# [Action item]
Copy the full company overview below word for word.

# [Passage]
____________

The Company is an innovative immunotherapy company advancing the development of next generation engineered T cell therapeutics for the treatment of cancer. The Company’s proprietary approach to T cell engineering, which enables it to integrate certain desirable characteristics of both innate and adaptive immunity into a single therapeutic construct, is designed to engage the body’s full immune repertoire to achieve optimized cancer therapy. The Company has not yet begun clinical development or product commercialization. The Company’s efforts will focus on continued product development, including clinical development, to support regulatory approval to commercialize and subsequent product commercialization.

 

In November 2024, the U.S. Food and Drug Administration (“FDA”) cleared the Company’s Investigational New Drug Application for Phase 1 clinical trials of its lead compound, CER-1236, in acute myelogenous leukemia.

____________

# [Entries provided]
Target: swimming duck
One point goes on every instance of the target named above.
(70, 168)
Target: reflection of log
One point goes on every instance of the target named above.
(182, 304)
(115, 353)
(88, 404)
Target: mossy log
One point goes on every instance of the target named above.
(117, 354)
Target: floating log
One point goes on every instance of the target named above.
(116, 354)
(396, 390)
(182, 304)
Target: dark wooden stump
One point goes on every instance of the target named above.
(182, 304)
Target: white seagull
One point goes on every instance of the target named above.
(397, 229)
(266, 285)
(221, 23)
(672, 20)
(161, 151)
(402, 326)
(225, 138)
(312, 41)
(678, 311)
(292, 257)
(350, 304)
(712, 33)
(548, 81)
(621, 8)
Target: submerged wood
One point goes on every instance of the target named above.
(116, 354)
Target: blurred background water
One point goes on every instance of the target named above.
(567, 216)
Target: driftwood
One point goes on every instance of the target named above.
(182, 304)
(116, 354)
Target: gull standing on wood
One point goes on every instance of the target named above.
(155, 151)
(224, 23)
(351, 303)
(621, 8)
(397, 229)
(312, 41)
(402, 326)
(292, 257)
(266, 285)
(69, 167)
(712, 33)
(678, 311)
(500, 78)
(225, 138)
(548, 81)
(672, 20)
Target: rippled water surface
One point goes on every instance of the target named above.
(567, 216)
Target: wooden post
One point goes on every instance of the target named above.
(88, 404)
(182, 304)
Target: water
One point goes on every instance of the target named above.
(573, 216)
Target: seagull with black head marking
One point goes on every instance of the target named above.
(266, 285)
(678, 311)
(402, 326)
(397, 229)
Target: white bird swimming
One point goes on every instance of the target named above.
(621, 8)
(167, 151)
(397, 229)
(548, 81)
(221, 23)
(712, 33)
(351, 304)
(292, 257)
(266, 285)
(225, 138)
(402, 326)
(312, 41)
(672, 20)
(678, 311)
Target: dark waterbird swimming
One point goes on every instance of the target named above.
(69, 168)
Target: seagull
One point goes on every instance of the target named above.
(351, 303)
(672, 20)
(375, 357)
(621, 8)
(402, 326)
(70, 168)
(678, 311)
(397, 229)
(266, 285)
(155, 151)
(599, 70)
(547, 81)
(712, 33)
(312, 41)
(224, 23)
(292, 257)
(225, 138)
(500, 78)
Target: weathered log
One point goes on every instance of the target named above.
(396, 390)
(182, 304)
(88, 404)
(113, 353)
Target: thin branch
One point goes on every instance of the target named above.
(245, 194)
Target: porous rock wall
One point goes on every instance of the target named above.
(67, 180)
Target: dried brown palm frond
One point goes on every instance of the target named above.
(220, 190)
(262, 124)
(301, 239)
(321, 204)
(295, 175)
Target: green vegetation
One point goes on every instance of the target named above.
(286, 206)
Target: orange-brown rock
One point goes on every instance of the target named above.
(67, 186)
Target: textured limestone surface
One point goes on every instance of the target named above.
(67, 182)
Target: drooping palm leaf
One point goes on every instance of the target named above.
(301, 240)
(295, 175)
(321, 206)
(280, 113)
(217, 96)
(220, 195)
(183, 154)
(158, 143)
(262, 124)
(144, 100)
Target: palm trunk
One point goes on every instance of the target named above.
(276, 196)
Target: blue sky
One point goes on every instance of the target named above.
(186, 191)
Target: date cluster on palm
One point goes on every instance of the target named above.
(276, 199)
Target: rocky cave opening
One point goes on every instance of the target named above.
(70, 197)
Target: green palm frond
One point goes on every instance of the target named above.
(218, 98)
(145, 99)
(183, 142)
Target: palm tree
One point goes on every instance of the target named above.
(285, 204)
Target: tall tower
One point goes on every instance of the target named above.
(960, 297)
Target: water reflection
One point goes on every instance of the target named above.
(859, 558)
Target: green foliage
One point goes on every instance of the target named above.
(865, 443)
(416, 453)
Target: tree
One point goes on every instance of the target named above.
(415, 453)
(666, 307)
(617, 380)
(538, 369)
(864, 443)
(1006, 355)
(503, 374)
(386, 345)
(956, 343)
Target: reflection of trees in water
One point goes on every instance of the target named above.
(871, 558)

____________

# [Exercise solution]
The Company is an innovative immunotherapy company advancing the development of next generation engineered T cell therapeutics for the treatment of cancer. The Company’s proprietary approach to T cell engineering, which enables it to integrate certain desirable characteristics of both innate and adaptive immunity into a single therapeutic construct, is designed to engage the body’s full immune repertoire to achieve optimized cancer therapy. The Company has not yet begun clinical development or product commercialization. The Company’s efforts will focus on continued product development, including clinical development, to support regulatory approval to commercialize and subsequent product commercialization.

 

In November 2024, the U.S. Food and Drug Administration (“FDA”) cleared the Company’s Investigational New Drug Application for Phase 1 clinical trials of its lead compound, CER-1236, in acute myelogenous leukemia.